▸ **Required task**
Please extract every line of the records below that contains the word "Target" and copy each such line in full. Case counts when matching.

▸ **Records supplied**
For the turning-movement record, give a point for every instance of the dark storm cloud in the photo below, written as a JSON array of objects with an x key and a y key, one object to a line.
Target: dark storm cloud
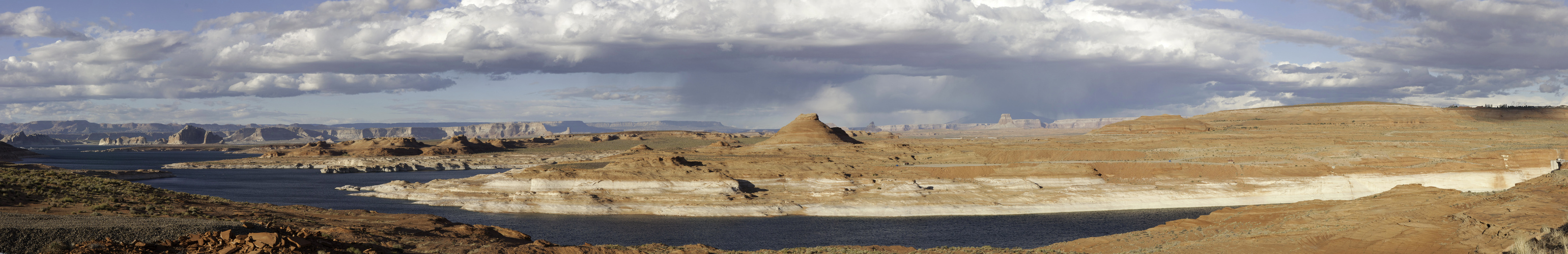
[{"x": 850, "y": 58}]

...

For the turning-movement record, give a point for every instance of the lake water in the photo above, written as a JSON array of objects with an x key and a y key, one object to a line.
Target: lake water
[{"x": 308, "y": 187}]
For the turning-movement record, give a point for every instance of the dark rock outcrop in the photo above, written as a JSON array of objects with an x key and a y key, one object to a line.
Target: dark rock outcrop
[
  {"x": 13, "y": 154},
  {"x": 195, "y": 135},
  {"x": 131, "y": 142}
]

...

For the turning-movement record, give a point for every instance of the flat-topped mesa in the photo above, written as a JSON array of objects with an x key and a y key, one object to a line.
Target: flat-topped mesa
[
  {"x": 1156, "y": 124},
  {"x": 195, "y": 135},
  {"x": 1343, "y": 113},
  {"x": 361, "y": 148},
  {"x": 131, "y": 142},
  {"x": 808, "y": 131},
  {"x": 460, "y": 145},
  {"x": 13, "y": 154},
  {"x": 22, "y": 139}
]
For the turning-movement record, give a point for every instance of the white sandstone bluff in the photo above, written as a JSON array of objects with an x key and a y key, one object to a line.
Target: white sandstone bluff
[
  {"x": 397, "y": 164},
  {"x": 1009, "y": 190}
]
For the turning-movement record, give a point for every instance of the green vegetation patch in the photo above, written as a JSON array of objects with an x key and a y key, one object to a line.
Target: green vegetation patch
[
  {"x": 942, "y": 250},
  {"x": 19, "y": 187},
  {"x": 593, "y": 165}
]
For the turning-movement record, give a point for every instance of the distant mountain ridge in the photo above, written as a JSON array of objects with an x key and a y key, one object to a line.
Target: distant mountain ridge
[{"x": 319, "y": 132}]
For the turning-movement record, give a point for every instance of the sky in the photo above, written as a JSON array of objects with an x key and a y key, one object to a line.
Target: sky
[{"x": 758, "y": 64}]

▸ **Complete response**
Target: dark storm cloud
Target: lake water
Target: dark rock outcrop
Target: flat-topped mesa
Target: white sandstone bluff
Target: green vegetation patch
Target: distant mountain ridge
Target: sky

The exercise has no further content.